(Data excerpts)
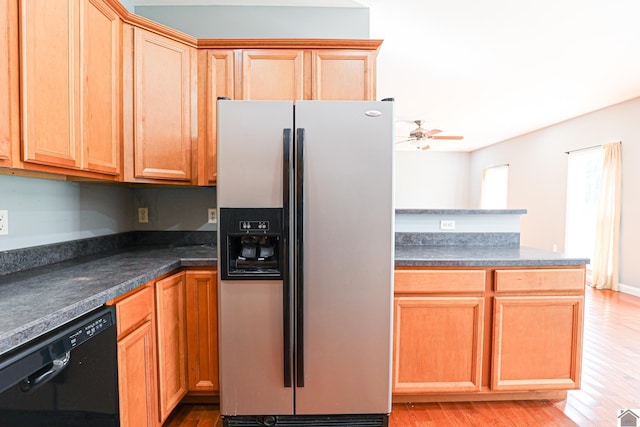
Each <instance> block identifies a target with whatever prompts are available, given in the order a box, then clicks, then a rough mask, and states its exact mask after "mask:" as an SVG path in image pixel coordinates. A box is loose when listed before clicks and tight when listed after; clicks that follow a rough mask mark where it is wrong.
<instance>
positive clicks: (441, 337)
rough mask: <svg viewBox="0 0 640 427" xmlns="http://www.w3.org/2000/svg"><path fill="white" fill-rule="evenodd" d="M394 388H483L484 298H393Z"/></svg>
mask: <svg viewBox="0 0 640 427" xmlns="http://www.w3.org/2000/svg"><path fill="white" fill-rule="evenodd" d="M394 308H395V324H394V328H395V331H394V345H393V359H394V360H393V392H394V393H424V392H454V391H457V392H461V391H477V390H480V387H481V371H482V363H481V361H482V342H483V339H482V337H483V319H484V298H482V297H418V296H415V297H396V298H395V307H394Z"/></svg>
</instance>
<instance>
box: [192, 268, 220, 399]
mask: <svg viewBox="0 0 640 427" xmlns="http://www.w3.org/2000/svg"><path fill="white" fill-rule="evenodd" d="M186 274H187V355H188V356H187V357H188V359H187V367H188V372H189V375H188V388H189V391H190V392H198V393H204V394H212V393H213V392H216V391H218V316H217V305H218V303H217V296H216V295H217V292H216V288H217V280H216V277H217V274H216V273H215V272H211V271H188V272H187V273H186Z"/></svg>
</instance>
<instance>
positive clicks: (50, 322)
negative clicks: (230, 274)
mask: <svg viewBox="0 0 640 427" xmlns="http://www.w3.org/2000/svg"><path fill="white" fill-rule="evenodd" d="M216 257H217V253H216V248H215V246H211V245H187V246H166V245H165V246H136V247H133V248H131V249H120V250H117V251H112V252H103V253H100V254H96V255H91V256H86V257H80V258H76V259H73V260H69V261H64V262H59V263H56V264H51V265H48V266H44V267H38V268H32V269H29V270H24V271H21V272H17V273H12V274H7V275H3V276H0V313H2V315H1V317H0V355H1V354H3V353H5V352H7V351H9V350H11V349H12V348H14V347H17V346H19V345H21V344H23V343H26V342H28V341H29V340H31V339H33V338H36V337H38V336H40V335H42V334H44V333H47V332H49V331H51V330H53V329H55V328H57V327H58V326H61V325H63V324H65V323H66V322H69V321H70V320H73V319H74V318H76V317H78V316H81V315H82V314H84V313H86V312H89V311H91V310H93V309H95V308H98V307H100V306H102V305H103V304H104V303H106V302H107V301H109V300H111V299H113V298H115V297H117V296H120V295H122V294H124V293H126V292H128V291H130V290H132V289H134V288H136V287H138V286H140V285H142V284H144V283H146V282H148V281H150V280H153V279H154V278H156V277H158V276H161V275H163V274H165V273H168V272H171V271H173V270H176V269H178V268H180V267H190V266H203V267H210V266H215V265H216V260H217V258H216Z"/></svg>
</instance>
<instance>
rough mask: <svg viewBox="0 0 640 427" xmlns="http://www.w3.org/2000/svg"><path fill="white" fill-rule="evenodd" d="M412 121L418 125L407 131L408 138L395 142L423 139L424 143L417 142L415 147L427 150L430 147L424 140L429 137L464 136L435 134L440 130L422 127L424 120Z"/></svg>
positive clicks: (455, 137)
mask: <svg viewBox="0 0 640 427" xmlns="http://www.w3.org/2000/svg"><path fill="white" fill-rule="evenodd" d="M413 122H414V123H415V124H416V125H418V127H417V128H415V129H414V130H412V131H411V132H410V133H409V138H406V139H403V140H401V141H397V142H396V144H400V143H403V142H411V141H418V142H420V141H425V143H423V144H419V145H418V146H417V148H418V149H419V150H428V149H429V148H431V147H430V146H429V144H427V143H426V142H427V141H426V140H429V139H446V140H461V139H463V138H464V137H463V136H459V135H437V134H439V133H441V132H442V131H441V130H440V129H425V128H423V127H422V124H423V123H424V120H414V121H413Z"/></svg>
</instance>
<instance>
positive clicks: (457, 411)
mask: <svg viewBox="0 0 640 427" xmlns="http://www.w3.org/2000/svg"><path fill="white" fill-rule="evenodd" d="M638 408H640V298H637V297H633V296H630V295H626V294H622V293H619V292H611V291H596V290H593V289H591V288H587V290H586V302H585V325H584V350H583V360H582V386H581V389H580V390H574V391H570V392H569V393H568V395H567V398H566V399H564V400H558V401H550V400H541V401H514V402H462V403H415V404H414V403H398V404H394V405H393V410H392V412H391V419H390V423H389V424H390V426H391V427H422V426H425V427H426V426H447V427H449V426H452V427H453V426H535V427H542V426H576V425H577V426H586V427H603V426H615V425H617V423H616V420H617V410H618V409H638ZM636 413H637V412H636ZM221 425H222V422H221V421H220V412H219V411H218V408H217V406H214V405H182V406H180V407H179V408H177V409H176V411H175V412H174V414H172V416H171V417H170V418H169V420H167V422H166V423H165V427H210V426H211V427H212V426H221Z"/></svg>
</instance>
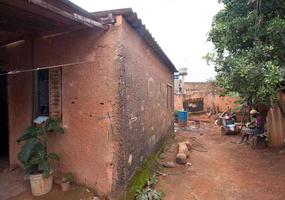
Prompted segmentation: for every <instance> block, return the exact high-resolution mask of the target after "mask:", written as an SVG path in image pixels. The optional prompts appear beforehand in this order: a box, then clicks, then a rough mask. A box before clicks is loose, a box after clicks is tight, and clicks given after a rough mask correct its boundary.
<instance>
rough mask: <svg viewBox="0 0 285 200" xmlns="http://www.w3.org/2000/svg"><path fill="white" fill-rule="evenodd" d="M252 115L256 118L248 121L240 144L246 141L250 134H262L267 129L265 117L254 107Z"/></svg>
mask: <svg viewBox="0 0 285 200" xmlns="http://www.w3.org/2000/svg"><path fill="white" fill-rule="evenodd" d="M250 115H251V117H252V118H255V121H252V122H250V123H247V125H246V128H245V129H244V135H243V136H242V138H241V141H240V142H239V144H242V143H246V142H247V141H248V138H249V136H250V135H261V134H263V133H264V131H265V129H264V126H265V122H266V120H265V118H264V117H263V116H262V115H260V113H259V112H258V111H257V110H254V109H253V110H251V111H250Z"/></svg>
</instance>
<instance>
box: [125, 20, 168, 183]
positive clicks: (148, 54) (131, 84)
mask: <svg viewBox="0 0 285 200" xmlns="http://www.w3.org/2000/svg"><path fill="white" fill-rule="evenodd" d="M122 30H123V33H122V39H121V43H122V45H121V52H122V65H123V67H124V70H125V73H124V84H125V90H124V92H125V110H124V113H125V118H124V124H125V127H124V140H125V141H124V149H123V151H124V154H125V157H124V160H123V162H124V163H122V164H123V166H125V167H124V168H123V169H119V170H121V171H120V173H122V174H124V176H123V177H121V178H122V179H125V180H122V182H123V183H126V182H127V181H128V180H130V179H131V178H132V176H133V174H134V173H135V171H136V169H137V168H138V167H139V166H140V164H141V162H142V161H143V159H144V158H146V157H147V156H148V155H150V154H151V153H152V152H153V151H154V150H155V148H156V147H158V145H159V142H160V141H161V140H162V139H163V138H164V137H165V136H166V135H167V133H169V131H172V128H173V117H172V112H173V107H170V108H167V85H171V86H173V78H172V74H173V73H172V72H171V71H170V70H169V69H168V68H167V66H166V65H165V64H164V63H163V62H162V61H161V60H160V59H159V58H158V57H157V56H156V55H155V53H154V52H153V51H152V49H151V48H150V47H149V46H147V45H146V43H145V42H144V41H143V40H142V38H141V37H140V36H139V35H138V34H137V33H136V32H135V31H134V29H132V28H131V27H130V25H129V24H128V23H127V22H126V21H125V20H122Z"/></svg>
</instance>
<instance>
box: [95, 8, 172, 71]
mask: <svg viewBox="0 0 285 200" xmlns="http://www.w3.org/2000/svg"><path fill="white" fill-rule="evenodd" d="M109 14H113V15H122V16H124V18H125V19H126V21H127V22H128V23H129V24H130V25H131V26H132V27H133V28H134V30H135V31H136V32H137V33H138V34H139V35H140V36H141V37H142V38H143V40H144V41H145V42H146V43H147V44H148V45H149V46H150V47H151V48H152V49H153V51H154V52H155V53H156V54H157V55H158V57H159V58H160V59H161V60H162V61H163V62H164V63H165V64H166V65H167V66H168V68H169V69H170V70H171V71H172V72H177V69H176V67H175V66H174V64H173V63H172V62H171V60H170V59H169V58H168V57H167V55H166V54H165V53H164V51H163V50H162V48H161V47H160V46H159V44H158V43H157V42H156V41H155V39H154V38H153V36H152V35H151V33H150V32H149V30H147V29H146V27H145V25H144V24H143V23H142V21H141V19H139V18H138V16H137V14H136V13H135V12H134V11H133V10H132V9H131V8H124V9H116V10H107V11H100V12H94V13H93V15H94V17H95V19H99V18H100V17H106V16H108V15H109Z"/></svg>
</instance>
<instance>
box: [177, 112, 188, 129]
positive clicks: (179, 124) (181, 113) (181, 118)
mask: <svg viewBox="0 0 285 200" xmlns="http://www.w3.org/2000/svg"><path fill="white" fill-rule="evenodd" d="M187 118H188V113H187V112H186V111H178V124H179V125H180V126H187Z"/></svg>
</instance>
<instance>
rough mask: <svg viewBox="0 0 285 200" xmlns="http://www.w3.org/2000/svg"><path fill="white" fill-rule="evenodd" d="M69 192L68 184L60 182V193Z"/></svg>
mask: <svg viewBox="0 0 285 200" xmlns="http://www.w3.org/2000/svg"><path fill="white" fill-rule="evenodd" d="M69 190H70V182H61V191H63V192H67V191H69Z"/></svg>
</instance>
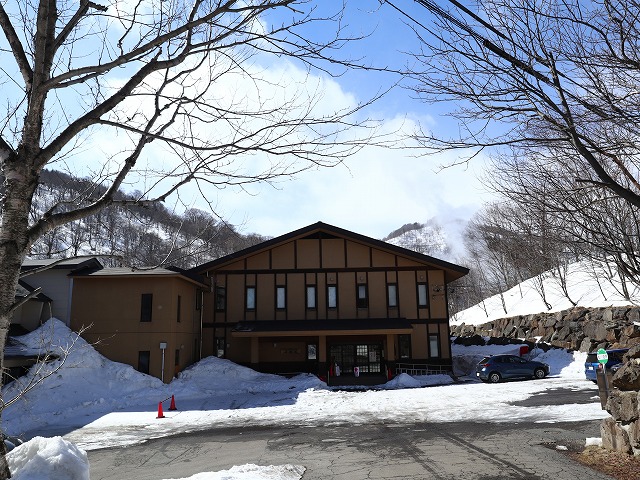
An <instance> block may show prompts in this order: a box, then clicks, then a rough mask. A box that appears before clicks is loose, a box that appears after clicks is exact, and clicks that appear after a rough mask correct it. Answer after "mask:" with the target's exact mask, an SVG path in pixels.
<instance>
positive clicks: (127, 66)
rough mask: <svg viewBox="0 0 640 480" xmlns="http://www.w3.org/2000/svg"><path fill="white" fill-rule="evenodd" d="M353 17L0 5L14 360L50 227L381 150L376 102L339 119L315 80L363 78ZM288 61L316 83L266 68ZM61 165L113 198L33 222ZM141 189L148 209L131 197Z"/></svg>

◆ PROBLEM DESCRIPTION ◆
Gather every line of the material that contains the word "positive" and copy each one out.

◆ EXPECTED ANSWER ◆
positive clicks: (441, 337)
positive clicks: (50, 322)
positive clicks: (455, 137)
positive clicks: (457, 411)
positive clicks: (148, 54) (131, 84)
positive clicks: (179, 124) (181, 113) (181, 118)
positive clicks: (127, 66)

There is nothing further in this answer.